(Document):

Challenger 3P – OEM
This perhaps one of the most interesting systems ever built: a floppy-disk based computer featuring three separate processors allowing the user (or even a program) to choose which processor to use from a selection of popular late-1970’s processors including the 6502, 6800, and the Z-80. When using the Z-80, for example, the user could run the CP/M operating system (one of the most popular at that time).
The system resembles most others offered in the late 1970’s by Ohio Scientific: several printed-circuit cards together on a backplane which holds up to eight of which one card is the CPU, and several others memory and I/O including disk interface. The system features two eight-inch floppy drives, the most popular size at the time and with storage capacities far in excess of the very newest 5.25-inch “mini-floppy” drives. This system, a C3-OEM, lacks a video display (becoming popular with “personal” computers) having a serial port instead through which the user interacts with the machine. The terminal could be either a video terminal, connected via an RS-232 serial interface, or a teletype terminal connected via a 20mA current loop (the CPU had both interfaces).
A “typical” high-end machine of the time, the most unusual thing about this particular system is the multi-processor CPU board. This machine, a C3-A, used two floppy drives for storage but an even larger configuration of this machine, the C3-B and C3-C versions, features a hard-disk drive (extraordinarily rare for the time), the controller for which had a dual-port RAM board and a DMA controller based on TTL chips (like the rest of OSI’s circuitry).

(Data lines):

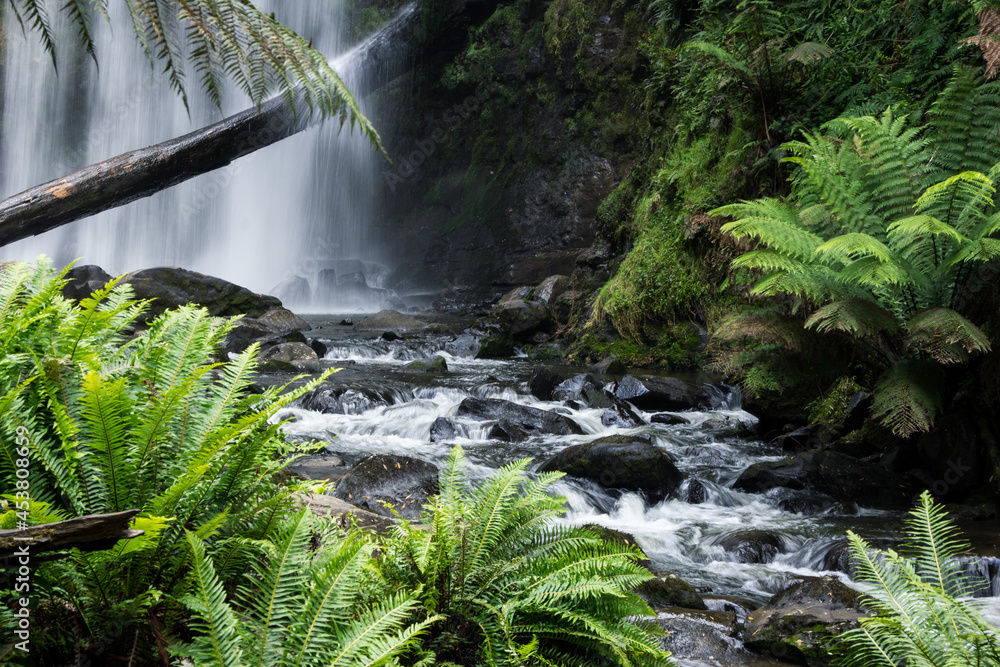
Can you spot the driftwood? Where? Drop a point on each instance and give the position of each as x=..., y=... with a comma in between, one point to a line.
x=94, y=532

(Goal 1): According to the Challenger 3P description, which operating system could the user run with the Z-80 processor?
(Goal 2): Write the next part of the Challenger 3P description, picking up after its last sentence.

(Response 1): CP/M

(Response 2):
The configuration is as follows: A 510 CPU board (with a 6502, 6800, and Z80 processor), a 470 floppy disk controller, a 522 48K memory card, another 527 memory card with only 8K populated, and a second 470 card used only as a Centronics printer interface. While a “standard” C3 system used different RAM boards (usually three 520 boards containing 16K each), this particular system featured a single 522 memory board utilizing unusual 421D 1K*8 SRAM chips in an 22-pin 0.4″ wide DIP package. In addition to the 48K RAM installed (as expected), this system also featured a separate 527 memory card with only 8K installed. This RAM is required to increase the system RAM to 56K to run CP/M or the highest-level of the OS-65U (6502-based) operating system used for multi-user usage. It is mapped at 0xD000 through 0xEFFF.
As usual with an old system, it is best to _not_ trust the power supplies so all cards were first removed and the supplies tested separately. This system features three power supplies: A large Deltron MPS-2 supply which powers cards in the backplane (Supplying +5V, +12V, and -9V), a smaller +5V supply for the floppy disk drives, and a third small +24V supply also for the floppy drives. After the supplies were verified, configuration of the boards was checked before each was reinstalled.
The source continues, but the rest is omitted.